Given records below:

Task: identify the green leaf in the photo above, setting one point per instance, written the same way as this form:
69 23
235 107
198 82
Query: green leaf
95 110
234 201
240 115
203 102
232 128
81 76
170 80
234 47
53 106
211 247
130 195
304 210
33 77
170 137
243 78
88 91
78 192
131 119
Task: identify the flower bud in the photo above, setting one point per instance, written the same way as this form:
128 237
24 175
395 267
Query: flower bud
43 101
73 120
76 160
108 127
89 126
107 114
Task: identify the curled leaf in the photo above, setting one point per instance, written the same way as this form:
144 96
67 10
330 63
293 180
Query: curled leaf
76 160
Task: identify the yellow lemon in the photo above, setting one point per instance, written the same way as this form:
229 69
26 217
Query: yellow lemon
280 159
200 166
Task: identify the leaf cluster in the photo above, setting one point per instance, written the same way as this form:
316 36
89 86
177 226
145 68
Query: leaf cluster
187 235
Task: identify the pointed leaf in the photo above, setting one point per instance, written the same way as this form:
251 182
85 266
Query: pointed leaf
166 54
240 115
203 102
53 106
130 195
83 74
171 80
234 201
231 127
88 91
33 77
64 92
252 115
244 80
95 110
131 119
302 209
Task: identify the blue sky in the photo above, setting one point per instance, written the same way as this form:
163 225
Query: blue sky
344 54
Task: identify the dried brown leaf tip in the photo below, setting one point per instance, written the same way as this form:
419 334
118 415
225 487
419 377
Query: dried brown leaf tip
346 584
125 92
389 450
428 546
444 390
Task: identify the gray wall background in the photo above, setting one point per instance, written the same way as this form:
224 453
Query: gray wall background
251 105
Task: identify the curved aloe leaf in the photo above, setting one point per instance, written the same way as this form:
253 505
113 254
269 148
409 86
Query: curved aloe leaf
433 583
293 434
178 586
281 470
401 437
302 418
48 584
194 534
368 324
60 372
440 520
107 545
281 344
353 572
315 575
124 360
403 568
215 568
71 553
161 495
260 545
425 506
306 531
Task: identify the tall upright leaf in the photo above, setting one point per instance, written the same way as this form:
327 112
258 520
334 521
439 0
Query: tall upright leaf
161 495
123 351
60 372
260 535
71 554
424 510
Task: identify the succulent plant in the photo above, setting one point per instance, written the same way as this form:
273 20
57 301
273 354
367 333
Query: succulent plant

End of Given records.

## [Exercise brief]
Count, and answer with the number only: how many lines of the data include the string "setting"?

## [Response]
12